*Written exercise*.
How many of the rows below contain the word "jeans"? Reply with the number alone.

[Entries for pointing and labeling]
※ ※ ※

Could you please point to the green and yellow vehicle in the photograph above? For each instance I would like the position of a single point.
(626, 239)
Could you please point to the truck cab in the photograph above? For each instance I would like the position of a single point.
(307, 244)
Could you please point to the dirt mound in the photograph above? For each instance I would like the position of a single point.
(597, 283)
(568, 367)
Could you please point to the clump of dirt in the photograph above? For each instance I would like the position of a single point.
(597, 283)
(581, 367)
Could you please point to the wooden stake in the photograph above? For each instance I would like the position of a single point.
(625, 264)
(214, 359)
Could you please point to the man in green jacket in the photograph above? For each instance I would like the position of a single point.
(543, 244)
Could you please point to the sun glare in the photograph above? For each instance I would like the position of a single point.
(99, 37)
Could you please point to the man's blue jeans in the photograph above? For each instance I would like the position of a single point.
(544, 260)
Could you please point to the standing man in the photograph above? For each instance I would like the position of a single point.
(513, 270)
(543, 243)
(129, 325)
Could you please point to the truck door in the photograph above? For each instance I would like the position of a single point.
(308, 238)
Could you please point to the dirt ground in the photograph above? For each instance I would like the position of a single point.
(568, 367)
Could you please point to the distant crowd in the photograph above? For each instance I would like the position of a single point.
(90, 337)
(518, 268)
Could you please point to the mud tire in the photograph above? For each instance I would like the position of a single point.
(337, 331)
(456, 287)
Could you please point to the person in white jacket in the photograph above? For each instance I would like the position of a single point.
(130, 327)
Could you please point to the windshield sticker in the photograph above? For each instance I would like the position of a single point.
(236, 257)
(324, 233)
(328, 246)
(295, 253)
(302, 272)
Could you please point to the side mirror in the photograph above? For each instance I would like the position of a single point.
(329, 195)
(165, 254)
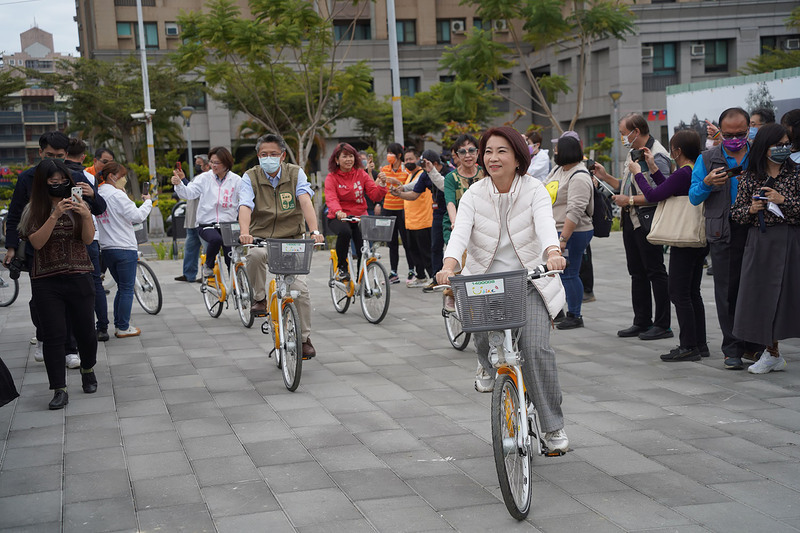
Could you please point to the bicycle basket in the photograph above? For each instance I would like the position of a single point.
(377, 228)
(230, 233)
(289, 256)
(491, 302)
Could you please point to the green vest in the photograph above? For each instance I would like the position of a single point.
(277, 213)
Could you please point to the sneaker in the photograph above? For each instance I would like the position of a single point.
(484, 382)
(556, 441)
(73, 361)
(38, 353)
(418, 283)
(130, 332)
(767, 364)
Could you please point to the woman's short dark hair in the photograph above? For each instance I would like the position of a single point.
(689, 143)
(568, 151)
(224, 156)
(515, 139)
(767, 136)
(333, 160)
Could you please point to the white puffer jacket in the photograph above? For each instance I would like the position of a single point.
(531, 228)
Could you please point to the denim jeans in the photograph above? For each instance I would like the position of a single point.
(100, 303)
(122, 265)
(191, 253)
(573, 285)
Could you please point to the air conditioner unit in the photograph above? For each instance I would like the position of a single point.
(458, 26)
(500, 25)
(698, 50)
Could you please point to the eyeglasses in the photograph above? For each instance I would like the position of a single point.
(740, 135)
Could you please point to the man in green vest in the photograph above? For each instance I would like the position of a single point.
(275, 203)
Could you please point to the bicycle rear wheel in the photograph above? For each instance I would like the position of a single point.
(512, 463)
(341, 301)
(243, 296)
(9, 290)
(147, 289)
(457, 336)
(291, 349)
(375, 292)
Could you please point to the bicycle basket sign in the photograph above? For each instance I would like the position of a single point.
(484, 287)
(293, 247)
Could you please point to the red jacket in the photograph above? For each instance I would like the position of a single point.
(345, 192)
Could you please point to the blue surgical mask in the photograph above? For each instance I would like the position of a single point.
(270, 164)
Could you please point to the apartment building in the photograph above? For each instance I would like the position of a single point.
(677, 41)
(30, 112)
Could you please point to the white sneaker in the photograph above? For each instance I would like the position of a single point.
(767, 364)
(419, 283)
(556, 441)
(38, 353)
(73, 361)
(484, 382)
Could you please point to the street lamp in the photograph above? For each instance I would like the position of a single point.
(187, 111)
(615, 95)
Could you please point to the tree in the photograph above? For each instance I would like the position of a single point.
(101, 95)
(545, 23)
(9, 84)
(283, 67)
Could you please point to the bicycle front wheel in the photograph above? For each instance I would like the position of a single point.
(9, 290)
(291, 349)
(375, 292)
(147, 289)
(243, 296)
(341, 301)
(512, 461)
(457, 336)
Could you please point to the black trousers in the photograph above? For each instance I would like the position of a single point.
(648, 277)
(685, 275)
(57, 298)
(726, 259)
(345, 231)
(419, 246)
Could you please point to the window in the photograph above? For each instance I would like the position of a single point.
(664, 59)
(344, 30)
(443, 31)
(409, 86)
(406, 32)
(716, 56)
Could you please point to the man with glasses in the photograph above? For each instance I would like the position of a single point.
(275, 203)
(715, 188)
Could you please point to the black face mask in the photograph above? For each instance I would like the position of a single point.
(62, 190)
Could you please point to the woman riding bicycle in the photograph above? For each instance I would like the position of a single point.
(345, 188)
(522, 236)
(218, 190)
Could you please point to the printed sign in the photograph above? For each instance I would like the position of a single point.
(293, 247)
(482, 288)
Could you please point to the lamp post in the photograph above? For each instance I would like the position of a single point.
(615, 95)
(187, 111)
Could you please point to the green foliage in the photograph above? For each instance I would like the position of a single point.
(281, 66)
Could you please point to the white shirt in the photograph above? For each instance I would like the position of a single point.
(219, 199)
(115, 226)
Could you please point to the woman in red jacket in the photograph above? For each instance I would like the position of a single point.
(345, 188)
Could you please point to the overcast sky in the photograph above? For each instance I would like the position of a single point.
(54, 16)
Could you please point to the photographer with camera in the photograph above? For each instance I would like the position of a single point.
(645, 261)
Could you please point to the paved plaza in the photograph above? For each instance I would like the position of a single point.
(193, 430)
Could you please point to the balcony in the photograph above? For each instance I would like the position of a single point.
(658, 82)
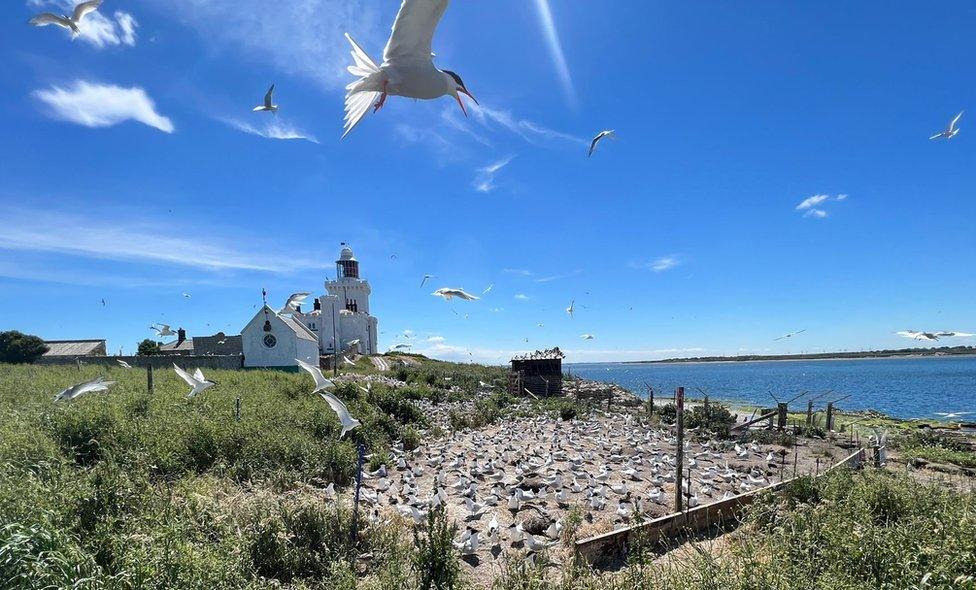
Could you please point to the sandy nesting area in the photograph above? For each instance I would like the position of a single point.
(511, 486)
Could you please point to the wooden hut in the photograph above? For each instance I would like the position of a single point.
(539, 373)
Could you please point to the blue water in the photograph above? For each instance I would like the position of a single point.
(902, 387)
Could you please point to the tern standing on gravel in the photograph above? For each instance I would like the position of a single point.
(408, 67)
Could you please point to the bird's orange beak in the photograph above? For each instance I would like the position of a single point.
(461, 104)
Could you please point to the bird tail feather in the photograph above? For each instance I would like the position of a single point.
(359, 96)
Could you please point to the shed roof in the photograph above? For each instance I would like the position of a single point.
(75, 347)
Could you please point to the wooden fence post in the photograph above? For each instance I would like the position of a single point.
(679, 455)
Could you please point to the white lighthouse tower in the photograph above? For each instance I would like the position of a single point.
(342, 317)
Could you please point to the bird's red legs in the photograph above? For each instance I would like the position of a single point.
(382, 100)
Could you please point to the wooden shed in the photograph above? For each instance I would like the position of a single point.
(540, 373)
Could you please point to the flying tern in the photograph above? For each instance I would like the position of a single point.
(268, 102)
(342, 412)
(950, 131)
(408, 67)
(196, 381)
(790, 335)
(75, 391)
(68, 22)
(295, 301)
(450, 293)
(320, 381)
(600, 137)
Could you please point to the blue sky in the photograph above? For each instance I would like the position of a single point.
(133, 171)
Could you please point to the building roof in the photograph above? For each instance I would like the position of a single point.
(346, 254)
(299, 328)
(552, 354)
(75, 348)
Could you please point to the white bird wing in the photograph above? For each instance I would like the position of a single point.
(84, 8)
(956, 120)
(337, 406)
(361, 94)
(185, 376)
(46, 18)
(413, 30)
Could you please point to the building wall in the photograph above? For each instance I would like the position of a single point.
(287, 348)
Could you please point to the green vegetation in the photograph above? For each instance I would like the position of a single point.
(125, 489)
(18, 348)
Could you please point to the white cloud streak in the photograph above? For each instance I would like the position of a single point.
(299, 37)
(101, 105)
(484, 181)
(556, 50)
(813, 206)
(275, 129)
(137, 241)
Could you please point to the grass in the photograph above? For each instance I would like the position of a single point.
(127, 489)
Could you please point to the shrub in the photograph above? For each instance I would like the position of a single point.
(17, 348)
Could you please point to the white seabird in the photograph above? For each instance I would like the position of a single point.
(67, 22)
(268, 103)
(320, 381)
(449, 293)
(196, 381)
(950, 131)
(75, 391)
(600, 137)
(408, 67)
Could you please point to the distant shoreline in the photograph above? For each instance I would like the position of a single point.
(958, 351)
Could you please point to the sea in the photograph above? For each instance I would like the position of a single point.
(903, 387)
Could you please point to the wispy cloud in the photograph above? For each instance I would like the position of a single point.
(813, 206)
(298, 37)
(484, 180)
(559, 277)
(529, 131)
(136, 240)
(274, 129)
(102, 105)
(662, 264)
(556, 49)
(96, 28)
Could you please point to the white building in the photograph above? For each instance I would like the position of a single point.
(273, 340)
(336, 321)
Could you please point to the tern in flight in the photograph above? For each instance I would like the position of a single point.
(99, 384)
(268, 103)
(600, 137)
(196, 381)
(65, 21)
(408, 67)
(320, 381)
(790, 335)
(294, 302)
(448, 293)
(950, 131)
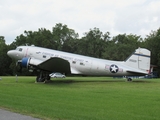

※ ※ ※

*Answer to this task*.
2